Top of Data records

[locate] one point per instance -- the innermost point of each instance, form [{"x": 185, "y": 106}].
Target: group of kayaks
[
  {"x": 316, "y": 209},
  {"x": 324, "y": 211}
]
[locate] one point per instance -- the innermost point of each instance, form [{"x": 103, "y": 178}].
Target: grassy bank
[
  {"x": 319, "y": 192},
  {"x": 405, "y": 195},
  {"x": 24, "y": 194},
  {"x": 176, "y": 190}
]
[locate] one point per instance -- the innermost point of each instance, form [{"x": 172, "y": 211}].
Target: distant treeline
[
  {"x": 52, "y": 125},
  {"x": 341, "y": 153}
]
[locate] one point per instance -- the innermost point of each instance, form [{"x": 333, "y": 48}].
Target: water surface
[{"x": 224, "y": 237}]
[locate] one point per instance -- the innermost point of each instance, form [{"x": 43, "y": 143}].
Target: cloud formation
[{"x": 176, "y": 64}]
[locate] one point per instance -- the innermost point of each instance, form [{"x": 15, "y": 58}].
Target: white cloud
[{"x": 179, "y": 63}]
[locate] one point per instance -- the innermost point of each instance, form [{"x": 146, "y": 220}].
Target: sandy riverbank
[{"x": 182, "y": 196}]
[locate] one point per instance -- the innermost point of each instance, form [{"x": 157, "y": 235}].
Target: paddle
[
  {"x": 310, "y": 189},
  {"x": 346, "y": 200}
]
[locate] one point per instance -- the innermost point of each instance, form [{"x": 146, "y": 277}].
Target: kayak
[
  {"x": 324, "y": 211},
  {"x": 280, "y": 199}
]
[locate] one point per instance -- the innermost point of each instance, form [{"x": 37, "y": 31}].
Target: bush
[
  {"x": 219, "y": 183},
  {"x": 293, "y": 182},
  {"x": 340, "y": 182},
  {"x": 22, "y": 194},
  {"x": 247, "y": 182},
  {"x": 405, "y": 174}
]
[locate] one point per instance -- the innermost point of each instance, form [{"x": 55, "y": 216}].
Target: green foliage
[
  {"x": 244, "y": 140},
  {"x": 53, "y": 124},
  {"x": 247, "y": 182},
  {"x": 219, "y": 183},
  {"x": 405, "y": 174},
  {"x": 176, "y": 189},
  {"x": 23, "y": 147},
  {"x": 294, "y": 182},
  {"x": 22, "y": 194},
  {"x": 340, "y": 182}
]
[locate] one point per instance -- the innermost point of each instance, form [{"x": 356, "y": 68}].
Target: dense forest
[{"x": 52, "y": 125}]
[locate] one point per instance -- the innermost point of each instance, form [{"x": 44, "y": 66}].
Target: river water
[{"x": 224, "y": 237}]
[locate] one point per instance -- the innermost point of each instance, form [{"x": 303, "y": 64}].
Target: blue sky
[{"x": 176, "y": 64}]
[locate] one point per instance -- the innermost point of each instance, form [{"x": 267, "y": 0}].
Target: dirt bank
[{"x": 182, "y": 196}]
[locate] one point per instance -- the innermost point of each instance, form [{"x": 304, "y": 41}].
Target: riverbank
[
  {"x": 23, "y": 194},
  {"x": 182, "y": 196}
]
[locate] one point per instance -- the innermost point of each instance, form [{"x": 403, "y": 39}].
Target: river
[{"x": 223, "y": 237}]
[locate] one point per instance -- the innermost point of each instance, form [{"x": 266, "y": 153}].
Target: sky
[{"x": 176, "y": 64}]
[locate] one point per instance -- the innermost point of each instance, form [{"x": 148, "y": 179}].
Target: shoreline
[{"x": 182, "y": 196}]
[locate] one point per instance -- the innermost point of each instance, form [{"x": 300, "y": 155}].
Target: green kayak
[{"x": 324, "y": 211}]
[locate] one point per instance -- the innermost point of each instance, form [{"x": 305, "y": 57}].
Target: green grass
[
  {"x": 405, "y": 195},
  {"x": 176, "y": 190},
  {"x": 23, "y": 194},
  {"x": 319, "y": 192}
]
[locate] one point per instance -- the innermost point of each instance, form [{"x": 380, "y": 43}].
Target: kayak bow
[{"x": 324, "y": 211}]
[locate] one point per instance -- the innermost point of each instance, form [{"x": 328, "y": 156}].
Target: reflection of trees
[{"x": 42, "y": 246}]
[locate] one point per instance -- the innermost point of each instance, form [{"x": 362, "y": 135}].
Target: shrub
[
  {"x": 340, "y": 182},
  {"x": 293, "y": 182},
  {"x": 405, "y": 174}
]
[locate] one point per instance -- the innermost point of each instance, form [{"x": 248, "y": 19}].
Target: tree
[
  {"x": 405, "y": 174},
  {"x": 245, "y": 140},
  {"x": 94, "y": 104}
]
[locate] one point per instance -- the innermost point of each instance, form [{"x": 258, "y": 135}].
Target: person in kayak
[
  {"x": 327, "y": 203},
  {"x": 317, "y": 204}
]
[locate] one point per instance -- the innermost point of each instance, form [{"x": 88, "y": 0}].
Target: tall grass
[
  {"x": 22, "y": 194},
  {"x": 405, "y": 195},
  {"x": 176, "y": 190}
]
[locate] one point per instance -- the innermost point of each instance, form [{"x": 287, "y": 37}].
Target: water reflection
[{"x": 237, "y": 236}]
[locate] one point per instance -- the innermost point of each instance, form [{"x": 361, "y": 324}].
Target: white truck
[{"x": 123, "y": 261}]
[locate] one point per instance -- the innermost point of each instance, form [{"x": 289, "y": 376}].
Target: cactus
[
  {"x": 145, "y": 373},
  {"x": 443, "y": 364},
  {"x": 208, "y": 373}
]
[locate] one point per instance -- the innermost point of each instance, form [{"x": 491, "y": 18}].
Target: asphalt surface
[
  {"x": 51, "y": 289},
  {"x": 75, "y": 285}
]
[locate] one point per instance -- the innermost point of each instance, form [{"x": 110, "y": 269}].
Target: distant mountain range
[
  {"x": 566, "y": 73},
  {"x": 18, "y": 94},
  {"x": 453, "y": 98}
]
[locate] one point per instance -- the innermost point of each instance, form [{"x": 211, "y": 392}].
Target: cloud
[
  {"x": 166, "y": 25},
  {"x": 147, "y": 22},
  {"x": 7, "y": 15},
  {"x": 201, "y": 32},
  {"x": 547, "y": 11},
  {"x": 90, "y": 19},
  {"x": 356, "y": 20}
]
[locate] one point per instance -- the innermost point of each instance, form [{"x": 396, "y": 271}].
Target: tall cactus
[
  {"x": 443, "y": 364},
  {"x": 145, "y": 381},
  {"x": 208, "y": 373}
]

Bottom of Data records

◆ Assignment
Repeat each entry exactly.

◆ Written solution
[locate] one point per instance -- the innermost point of each instance, form [{"x": 185, "y": 106}].
Target: group of kayaks
[
  {"x": 316, "y": 209},
  {"x": 324, "y": 211}
]
[locate] one point per instance -- the innermost point of each instance, form [{"x": 103, "y": 178}].
Target: grassy bank
[
  {"x": 319, "y": 192},
  {"x": 405, "y": 195},
  {"x": 24, "y": 194},
  {"x": 176, "y": 190}
]
[locate] one point per instance -- the innermost point of each instance, form [{"x": 172, "y": 211}].
Target: distant treeline
[
  {"x": 52, "y": 125},
  {"x": 341, "y": 153}
]
[locate] one point per instance -- the innermost point of each instance, form [{"x": 333, "y": 48}].
Target: water surface
[{"x": 224, "y": 237}]
[locate] one point per instance -- the innermost point of each instance, form [{"x": 43, "y": 143}].
Target: cloud formation
[{"x": 176, "y": 64}]
[locate] one point per instance -- the innermost point of each instance, form [{"x": 15, "y": 58}].
Target: white cloud
[{"x": 179, "y": 63}]
[locate] one point per instance -- the innermost point of each instance, form [{"x": 146, "y": 220}].
Target: sandy riverbank
[{"x": 182, "y": 196}]
[locate] one point per instance -- the innermost point of each instance, form [{"x": 157, "y": 235}].
Target: paddle
[
  {"x": 310, "y": 189},
  {"x": 346, "y": 200}
]
[locate] one point per instance -- the innermost point of each instance, form [{"x": 146, "y": 277}].
Target: kayak
[
  {"x": 324, "y": 211},
  {"x": 280, "y": 199}
]
[locate] one point per instance -- the innermost point of each instance, form [{"x": 37, "y": 31}].
Target: bush
[
  {"x": 219, "y": 183},
  {"x": 293, "y": 182},
  {"x": 340, "y": 182},
  {"x": 22, "y": 194},
  {"x": 247, "y": 182},
  {"x": 405, "y": 174}
]
[locate] one point per instance -- the innermost point of each instance, form [{"x": 55, "y": 216}].
Target: green foliage
[
  {"x": 244, "y": 140},
  {"x": 53, "y": 124},
  {"x": 247, "y": 182},
  {"x": 219, "y": 183},
  {"x": 405, "y": 174},
  {"x": 176, "y": 189},
  {"x": 23, "y": 147},
  {"x": 294, "y": 182},
  {"x": 22, "y": 194},
  {"x": 340, "y": 182}
]
[locate] one point per instance -- the innermost point of each instance, form [{"x": 356, "y": 68}].
Target: dense forest
[{"x": 52, "y": 125}]
[locate] one point per instance -- the innermost point of each instance, form [{"x": 44, "y": 66}].
Target: river water
[{"x": 224, "y": 237}]
[locate] one point per instance -- the innermost point of each instance, form [{"x": 303, "y": 64}].
Target: blue sky
[{"x": 176, "y": 64}]
[locate] one point per instance -- the innermost point of each instance, form [{"x": 267, "y": 0}].
Target: dirt bank
[{"x": 182, "y": 196}]
[locate] one point per instance -- the innermost point of each instance, form [{"x": 304, "y": 41}].
Target: riverbank
[
  {"x": 23, "y": 194},
  {"x": 182, "y": 196}
]
[locate] one point per instance -- the innermost point of each instance, form [{"x": 403, "y": 39}].
Target: river
[{"x": 223, "y": 237}]
[locate] one point per instance -- the innermost point of each instance, form [{"x": 266, "y": 153}].
Target: sky
[{"x": 176, "y": 64}]
[locate] one point per instance -- the innermost point of each instance, form [{"x": 148, "y": 179}].
Target: shoreline
[{"x": 182, "y": 196}]
[locate] one point per instance -- the innermost point of each instance, form [{"x": 300, "y": 155}].
Target: green kayak
[{"x": 324, "y": 211}]
[locate] one point per instance -- the innermost point of each instance, form [{"x": 305, "y": 57}].
Target: green grass
[
  {"x": 405, "y": 195},
  {"x": 176, "y": 190},
  {"x": 23, "y": 194},
  {"x": 319, "y": 192}
]
[locate] one point per instance -- the innermost point of each instance, form [{"x": 380, "y": 43}].
Target: kayak bow
[{"x": 324, "y": 211}]
[locate] one point per instance -- the innermost point of each instance, form [{"x": 328, "y": 156}].
Target: reflection of trees
[{"x": 42, "y": 246}]
[locate] one point per instance -- the innermost point of each instance, form [{"x": 362, "y": 135}].
Target: shrub
[
  {"x": 340, "y": 182},
  {"x": 293, "y": 182},
  {"x": 405, "y": 174}
]
[locate] one point per instance -- the innermost point of each instance, form [{"x": 248, "y": 19}].
Target: tree
[
  {"x": 405, "y": 174},
  {"x": 245, "y": 140},
  {"x": 94, "y": 104}
]
[locate] one point per instance -- the innermost point of each instance, form [{"x": 258, "y": 135}].
Target: person in kayak
[
  {"x": 327, "y": 203},
  {"x": 317, "y": 204}
]
[locate] one point per instance -- the innermost point of each instance, form [{"x": 88, "y": 0}].
Target: tall grass
[
  {"x": 22, "y": 194},
  {"x": 405, "y": 195},
  {"x": 176, "y": 190}
]
[locate] one point per instance -- the innermost point of each instance, form [{"x": 287, "y": 37}].
Target: water reflection
[{"x": 237, "y": 236}]
[locate] one point per instance -- the innermost point of each instance, form [{"x": 361, "y": 324}].
Target: white truck
[{"x": 123, "y": 261}]
[locate] one point per instance -- the innermost point of each instance, form [{"x": 289, "y": 376}].
Target: cactus
[
  {"x": 145, "y": 373},
  {"x": 443, "y": 364},
  {"x": 208, "y": 373}
]
[locate] one point per instance -- the innermost point of each instance, form [{"x": 491, "y": 18}].
Target: asphalt surface
[
  {"x": 51, "y": 289},
  {"x": 75, "y": 285}
]
[locate] one point per instance -- the innermost point of each instance, form [{"x": 110, "y": 269}].
Target: distant mountain range
[
  {"x": 566, "y": 73},
  {"x": 18, "y": 94},
  {"x": 453, "y": 98}
]
[locate] one point per instance -- the innermost point of each instance, form [{"x": 211, "y": 392}].
Target: cloud
[
  {"x": 166, "y": 25},
  {"x": 147, "y": 22},
  {"x": 7, "y": 15},
  {"x": 201, "y": 32},
  {"x": 547, "y": 11},
  {"x": 90, "y": 19},
  {"x": 356, "y": 20}
]
[locate] one point per instance -- the innermost point of each instance, form [{"x": 396, "y": 271}].
Target: tall cactus
[
  {"x": 443, "y": 364},
  {"x": 145, "y": 381},
  {"x": 208, "y": 373}
]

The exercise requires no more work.